# Directive
Reproduce every entry exactly and leave its pictures out.

# Data supplied
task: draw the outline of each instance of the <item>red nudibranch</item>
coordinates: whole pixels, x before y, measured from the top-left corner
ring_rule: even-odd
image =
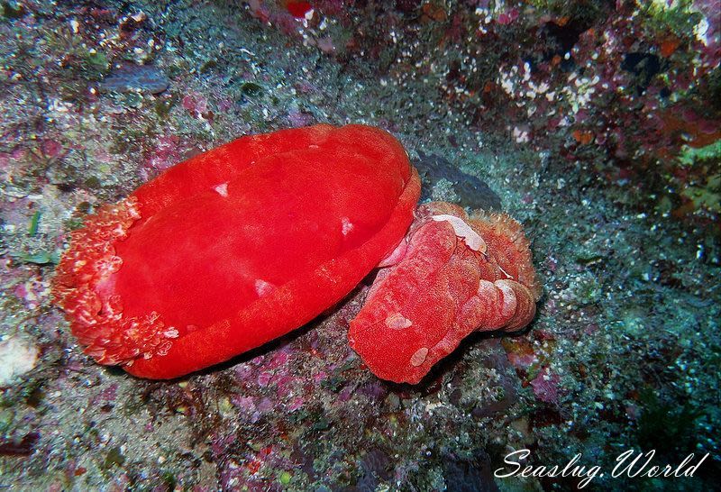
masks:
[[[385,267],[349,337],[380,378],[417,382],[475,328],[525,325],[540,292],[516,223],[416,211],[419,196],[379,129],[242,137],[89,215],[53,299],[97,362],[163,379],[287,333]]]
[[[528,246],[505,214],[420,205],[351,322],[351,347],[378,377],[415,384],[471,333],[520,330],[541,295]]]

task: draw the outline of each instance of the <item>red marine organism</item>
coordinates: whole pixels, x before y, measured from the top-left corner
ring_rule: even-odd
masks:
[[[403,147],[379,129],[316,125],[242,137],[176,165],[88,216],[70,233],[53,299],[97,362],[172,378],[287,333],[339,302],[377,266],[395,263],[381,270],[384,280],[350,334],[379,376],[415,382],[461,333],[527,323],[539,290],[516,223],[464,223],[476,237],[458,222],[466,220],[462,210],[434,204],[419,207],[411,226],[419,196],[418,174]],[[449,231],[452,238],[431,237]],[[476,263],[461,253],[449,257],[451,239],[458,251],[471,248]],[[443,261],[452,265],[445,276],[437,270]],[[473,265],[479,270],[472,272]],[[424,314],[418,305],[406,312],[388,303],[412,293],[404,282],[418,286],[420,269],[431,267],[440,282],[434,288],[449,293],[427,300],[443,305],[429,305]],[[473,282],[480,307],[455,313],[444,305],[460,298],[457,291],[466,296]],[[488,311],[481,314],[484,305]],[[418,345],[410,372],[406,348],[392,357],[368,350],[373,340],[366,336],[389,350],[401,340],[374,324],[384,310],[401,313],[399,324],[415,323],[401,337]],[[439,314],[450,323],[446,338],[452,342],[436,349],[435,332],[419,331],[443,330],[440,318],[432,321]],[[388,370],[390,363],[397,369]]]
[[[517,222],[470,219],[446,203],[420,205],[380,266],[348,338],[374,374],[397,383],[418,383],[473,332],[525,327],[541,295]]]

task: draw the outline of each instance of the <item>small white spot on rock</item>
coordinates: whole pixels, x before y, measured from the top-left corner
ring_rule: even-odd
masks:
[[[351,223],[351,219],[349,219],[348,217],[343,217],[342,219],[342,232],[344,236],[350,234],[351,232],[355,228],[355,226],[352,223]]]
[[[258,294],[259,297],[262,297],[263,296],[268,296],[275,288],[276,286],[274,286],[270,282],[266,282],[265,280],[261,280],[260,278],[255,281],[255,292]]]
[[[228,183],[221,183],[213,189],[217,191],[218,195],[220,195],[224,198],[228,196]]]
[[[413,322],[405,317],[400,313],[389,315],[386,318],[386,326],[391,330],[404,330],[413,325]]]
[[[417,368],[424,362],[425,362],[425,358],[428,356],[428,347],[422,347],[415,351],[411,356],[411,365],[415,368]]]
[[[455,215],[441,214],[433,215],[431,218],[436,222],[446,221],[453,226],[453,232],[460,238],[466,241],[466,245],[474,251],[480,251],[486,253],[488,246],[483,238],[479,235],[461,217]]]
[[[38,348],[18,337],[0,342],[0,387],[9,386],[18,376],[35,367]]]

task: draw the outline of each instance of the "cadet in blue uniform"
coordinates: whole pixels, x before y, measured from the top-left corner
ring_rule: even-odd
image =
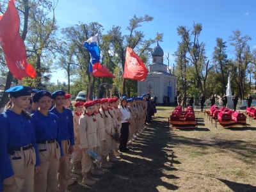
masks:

# Finished exercise
task: draw the outline of each instance of the <item>red nudibranch</item>
coordinates: whole pixels, x before y, measured from the top-left corner
ring_rule: even-odd
image =
masks:
[[[385,267],[349,337],[380,378],[417,382],[475,328],[525,325],[540,292],[516,223],[416,211],[419,196],[379,129],[242,137],[89,215],[53,299],[97,362],[163,379],[287,333]]]
[[[528,246],[505,214],[420,205],[351,322],[351,347],[378,377],[415,384],[471,333],[520,330],[541,295]]]

task: draw the outline of each instance of the <item>red marine organism</item>
coordinates: whole pixels, x before y, measured from the top-left corner
ring_rule: even-odd
masks:
[[[403,147],[379,129],[316,125],[242,137],[176,165],[88,216],[70,233],[53,299],[97,362],[172,378],[287,333],[339,302],[377,266],[395,263],[381,270],[384,280],[350,334],[379,376],[415,382],[461,333],[527,323],[539,290],[516,223],[464,223],[476,237],[458,222],[466,220],[462,210],[434,204],[419,207],[411,226],[419,196],[418,174]],[[449,231],[452,238],[431,237]],[[476,263],[461,253],[449,257],[451,239],[458,251],[471,248]],[[443,261],[452,265],[445,276],[437,270]],[[473,265],[479,270],[472,272]],[[424,314],[418,305],[406,312],[388,303],[412,293],[404,282],[418,286],[420,269],[431,267],[440,282],[434,288],[449,293],[427,300],[443,305],[429,305]],[[473,282],[480,307],[455,313],[444,305],[460,298],[457,291],[466,296]],[[488,311],[481,314],[484,305]],[[418,345],[410,372],[406,348],[392,357],[368,350],[373,340],[366,336],[389,350],[401,340],[374,324],[384,310],[401,313],[399,324],[415,323],[401,337]],[[439,314],[450,323],[446,338],[452,342],[436,349],[435,332],[419,331],[443,330],[440,318],[432,321]],[[388,370],[390,363],[397,369]]]
[[[517,222],[470,219],[446,203],[420,205],[380,266],[348,338],[374,374],[397,383],[418,383],[473,332],[525,327],[541,295]]]

task: draw the outline of each instance of the <item>small white spot on rock</item>
coordinates: whole pixels, x before y, measured from the top-left corner
ring_rule: even-odd
masks:
[[[351,223],[351,219],[349,219],[348,217],[343,217],[342,219],[342,232],[344,236],[350,234],[351,232],[355,228],[355,226],[352,223]]]
[[[258,294],[259,297],[262,297],[263,296],[268,296],[275,288],[276,286],[274,286],[270,282],[266,282],[265,280],[261,280],[260,278],[255,281],[255,292]]]
[[[228,183],[221,183],[213,189],[217,191],[218,195],[220,195],[224,198],[228,196]]]
[[[413,322],[405,317],[400,313],[389,315],[386,318],[386,326],[391,330],[404,330],[413,325]]]
[[[417,368],[424,362],[425,362],[425,358],[428,356],[428,347],[422,347],[415,351],[411,356],[411,365],[415,368]]]
[[[455,215],[441,214],[433,215],[431,218],[436,222],[446,221],[453,226],[453,232],[460,238],[466,241],[466,245],[474,251],[480,251],[486,253],[488,246],[483,238],[479,235],[461,217]]]
[[[38,348],[18,337],[0,342],[0,387],[9,386],[18,376],[35,367]]]

task: draw the outline of each instance of the "cadet in blue uniform"
coordinates: whole pixels, x before y, measured from the top-left corner
ring_rule: even-odd
image =
masks:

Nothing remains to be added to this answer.